===== Excerto =====
Num filme menor, os dois homens talvez fossem postos em contraste de uma forma mais notória, em boa tradição da comédia romântica. Porém, embora seja um filme com histórias de amor, não sei se será justo designar o filme como comédia romântica — sendo, sem dúvida, incrivelmente divertido, sardónico e perspicaz (mesmo que ninguém ria, ou não ria tão alto como eu). Trier vai além da história de amor, porque a história é sobre a individualidade de Julie, a autoconsciência de quem é e do que poderá querer e como tudo na vida é mais volátil do que parece à primeira vista. Não há relacionamentos perfeitos, finais felizes com beijo Hollywoodesco, há só a vida e a sua imperfeição e fragilidade e todas as coisas que a tornam sublime e dolorosa.
É aqui que Trier brilha. Em A Pior Pessoa, reconheço o sentido de humor e a brincadeira com a forma de Reprise (daquelas primeiras longas-metragens que já têm todo o potencial lá contido), em pontos como a corrida de Julie — momento mágico que só pode acontecer no cinema, em que tudo pára e entramos num mundo em que só ela está em movimento, em busca de Eivind — ou quando Aksel ouve Turbonegro no hospital e a câmara segue os seus gestos. Mas também reconheço a sobriedade de Oslo, 31 de agosto, embora A Pior Pessoa nunca perca um olhar esperançoso no futuro. Contudo, nos dois filmes, Trier, especialmente através de Anders Danielsen Lie, um actor que este tem colocado sempre em diálogo com a morte, expõe uma série de questões duras sobre nada mais nada menos que o sentido da vida. Trier nunca é melodramático, não coloca os actores a chorar amargamente ou em confrontos gritantes. É antes sóbrio e lúcido, pondo o dedo na ferida com um encolher de ombros como o de Joe Pesci em The Irishman (2019): “It’s what it is”. O que torna tudo mais despedaçante, mas também mais bonito.
===== Dados disponíveis =====
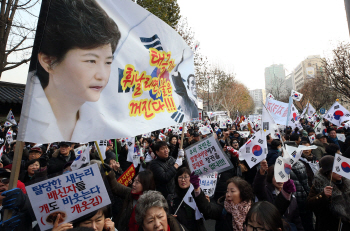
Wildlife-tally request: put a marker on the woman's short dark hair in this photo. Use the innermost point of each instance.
(30, 162)
(147, 181)
(331, 149)
(74, 24)
(275, 144)
(105, 211)
(179, 173)
(158, 145)
(266, 215)
(243, 186)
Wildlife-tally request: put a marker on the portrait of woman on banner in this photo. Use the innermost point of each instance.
(70, 67)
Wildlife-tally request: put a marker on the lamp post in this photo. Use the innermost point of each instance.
(208, 93)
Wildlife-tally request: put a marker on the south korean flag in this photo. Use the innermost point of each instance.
(296, 95)
(103, 147)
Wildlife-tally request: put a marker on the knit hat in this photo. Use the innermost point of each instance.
(326, 164)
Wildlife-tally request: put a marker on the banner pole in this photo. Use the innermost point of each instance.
(100, 155)
(16, 166)
(182, 135)
(116, 149)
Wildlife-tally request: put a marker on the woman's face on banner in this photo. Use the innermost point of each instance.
(83, 73)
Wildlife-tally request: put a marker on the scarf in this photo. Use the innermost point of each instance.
(239, 212)
(133, 226)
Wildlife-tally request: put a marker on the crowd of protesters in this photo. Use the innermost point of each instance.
(314, 198)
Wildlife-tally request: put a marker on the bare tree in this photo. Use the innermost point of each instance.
(278, 89)
(338, 70)
(16, 32)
=====
### Instruções do exercício
Por favor, resuma o excerto em duas frases.

### Espaço de resposta
Embora tenha histórias de amor e seja divertido, sardónico e perspicaz, A Pior Pessoa vai além da comédia romântica, porque trata da individualidade de Julie e da vida na sua imperfeição e fragilidade. Trier junta o humor e o jogo com a forma de Reprise à sobriedade de Oslo, 31 de agosto, e expõe questões duras sobre o sentido da vida de modo sóbrio e lúcido, nunca melodramático.